TASK INPUT:
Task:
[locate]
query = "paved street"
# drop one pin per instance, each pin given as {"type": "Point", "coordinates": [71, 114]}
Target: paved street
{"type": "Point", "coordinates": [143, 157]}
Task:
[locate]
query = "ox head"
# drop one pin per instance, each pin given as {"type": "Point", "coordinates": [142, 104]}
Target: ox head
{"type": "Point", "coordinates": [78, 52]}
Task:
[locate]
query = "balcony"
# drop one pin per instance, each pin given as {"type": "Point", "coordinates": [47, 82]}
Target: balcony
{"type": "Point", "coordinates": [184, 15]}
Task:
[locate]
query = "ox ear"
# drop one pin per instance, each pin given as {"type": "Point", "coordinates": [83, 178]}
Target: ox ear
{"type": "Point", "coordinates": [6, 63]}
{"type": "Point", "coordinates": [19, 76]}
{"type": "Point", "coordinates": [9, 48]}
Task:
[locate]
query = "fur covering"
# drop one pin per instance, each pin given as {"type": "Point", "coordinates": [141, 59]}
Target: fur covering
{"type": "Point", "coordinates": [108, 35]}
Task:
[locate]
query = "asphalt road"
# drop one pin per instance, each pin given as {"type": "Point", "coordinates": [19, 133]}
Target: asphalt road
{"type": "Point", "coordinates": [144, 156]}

TASK TO CARRY OUT:
Out of the entries, report each line that contains the word "query".

FINISHED EXERCISE:
query = "paved street"
query = "ox head"
query = "balcony"
query = "ox ear"
query = "fur covering"
query = "asphalt road"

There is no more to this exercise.